Pada prinsipnya kebudayaan Banyumas merupakan bagian tak terpisahkan dari kebudayaan Jawa, namun dikarenakan kondisi dan letek geografis yang jauh dari pusat kekuasaan keraton. Dengan demikian latar belakang kehidupan dan pandangan masyarakat Banyumas sangat dijiwai oleh semangat kerakyatan yang mengakibatkan pada berbagai sisi budaya Banyumas dapat dibedakan dari budaya Jawa (kearaton). Jiwa dan semangat kerakyatan kebudayaan Banyumas telah membawanya pada penampilan (perilaku) yang jika dilihat dari kacamata budaya keraton terkesan kasar dan rendah.
Kebudayaan
Banyumas berlangsung dalam pola kesederhanaan, yang dilandasi semangat
kerakyatan, cablaka (transparancy) explosure (terbuka) dan dibangun dari
kehidupan masyarakat yang berpola kehidupan tradisional-agraris. Kecenderungan
demikian karena disebabkan wilayah Banyumas merupakan wilayah pinggiran dari
kerajaan-kerajan besar (Jogyakarta, Surakarta).
Hal demikian mengakibatkan perkembangan kebudayaannya secara umum berlangsung
lebih lambat dibanding dengan kebudayaan negarigung
keraton.
bahasa
Bagi masyarakat Banyumas, bahasa Bayumasan merupakan bahasa ibu yang
hadir sebagai sarana komunikasi sehari-hari. Hal ini seperti yang dikatakan
Koentjaraningrat, orang Jawa memiliki pandangan yang sudah pasti mengenai
kebudayaan Banyumas selain memiliki bentuk-bentuk organisasi sosial kuna yang
khas, juga memiliki logat Banyumas yang berbeda (Koentjaraningrat, 1994:25).
Di Banyumas,
bahasa Banyumasan memiliki ciri-ciri
khusus. Dalam wawancara di rumahnya tanggal
Maret 2006, Yusmanto menceritakan bahwa bahasa Banyumasan dapat dibedakan dengan bahasa Jawa lumrah, antara lain: (1) berkembang secara lokal hanya di wilayah
sebaran kebudayaan Banyumas, (2) memiliki karakter lugu dan terbuka, (3) tidak
terdapat banyak gradasi, (4) digunakan sebagai bahasa ibu oleh sebagian besar
masyarakat Banyumas, (5) mendapat pengaruh dari bahasa Jawa kuno, Jawa
tengahan, dan Sunda, (6) pengucapan konsonan di akhir kata
diucapkan/dibaca dengan jelas, tidak
jarang dikatakan ngapak-ngapak, (7)
pengucapan vokal a, i, u, e, o dibaca dengan jelas.

§ §

- [PETUNJUK KERJA]:
1. Menurut kutipan tentang budaya Banyumas, bahasa Banyumasan mendapat pengaruh dari bahasa apa saja?
2. Teruskan kutipan tentang budaya Banyumas mulai dari kalimat terakhirnya.
Entri data di bawah ini adalah bahan terpisah dari kutipan tentang budaya Banyumas.

- [Entri Dataset]:
§ §

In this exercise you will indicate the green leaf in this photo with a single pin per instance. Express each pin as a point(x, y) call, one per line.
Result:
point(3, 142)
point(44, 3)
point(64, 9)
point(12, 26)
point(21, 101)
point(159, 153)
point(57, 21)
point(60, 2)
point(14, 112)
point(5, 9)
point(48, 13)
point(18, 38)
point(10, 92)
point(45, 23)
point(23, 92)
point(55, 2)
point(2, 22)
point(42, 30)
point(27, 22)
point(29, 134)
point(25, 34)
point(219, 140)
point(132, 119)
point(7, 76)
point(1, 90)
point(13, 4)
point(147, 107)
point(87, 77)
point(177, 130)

§ §

- [JAWABAN TERTULIS]:
1. Dari bahasa Jawa kuno, Jawa tengahan, dan Sunda.

2.
Kehidupan Religi
Agama adalah merupakan unsur yang
paling penting di dalam kehidupan manusia untuk membentuk jati diri
sipemeluknya. Masyarakat di wilayah Kabupaten Banyumas secara mayoritas memeluk
agama Islam, dan selebihnya beragama Kristen, Budha, dan Hindu. Hal ini bisa
dilihat dari sarana peribadatan yang ada. Data dari kantor agama Kabupaten
Banyumas tahun 2003, yang tercatat, seperti Masjid sebanyak 1.385, Musholla
302, Langgar 5.087, Gereja Katholik 11, Gereja Kristen 85, Vihara 17, dan Pura
3. Semua tempat peribadatan tersebut tersebar di 29 wilayah kecamatan, yang
masing-masing kecamatan jumlahnya tidak sama.
Namun demikian, kegiatan religi yang dilakukan
masyarakat Banyumas masih memadukan budaya yang sudah dimiliki sebelumnya
dimana dapat dikategorikan sebagai wujud sinkretisme.
Sinkretisme adalah pencampuran antara Islam dengan unsur-unsur lokal (Ulil
Abshar Abdalla, 2002:458). Hal ini sependapat dengan Ahimsa Putra (2001:355),
bahwa sinkretisme pada prinsipnya
merupakan hasil yang dicapai dari proses untuk mengolah, menyatukan,
mengkombinasikan dan menyelaraskan dua sistem atau lebih, yang berlainan atau
bahkan berlawanan sehingga terbentuk sistem prinsip baru dan menjadikan berbeda
dengan prinsip sebelumnya.
Pengaruh kebudayaan India (Budha-Hindu) terhadap
kebudayaan Banyumas terutama dapat
dilihat artefak peninggalan sejarah dan sistem kepercayaan masyarakat Banyumas
yang dekat dengan sistem kepercayaan pada kedua agama tersebut.
Dalam hal sistem kepercayaan, pengaruh Hindu-Budha
tercermin pada kuatnya kepercayaan animisme,
dinamisme, totemisme, dewa-dewi serta kekuatan-kekuatan supranatural yang datang dari alam dan
roh nenek-moyang. Di daerah Banyumas terdapat berbagai macam ritual yang
dilakkan secara berkala yang dihitung berdasarkan kalender Jawa maupun pranata mangsa. Misalnya: ritual ruat bumi, suran, penjamasan pusaka
pada bulan Mulud, sadranan, unggah-unggahan pada bulan Sadran, udhun-udhunan pada bulan Syawal, cowongan untuk minta hujan yang biasanya
dilaksanakan pada setiap mangsa kapat dan kelima.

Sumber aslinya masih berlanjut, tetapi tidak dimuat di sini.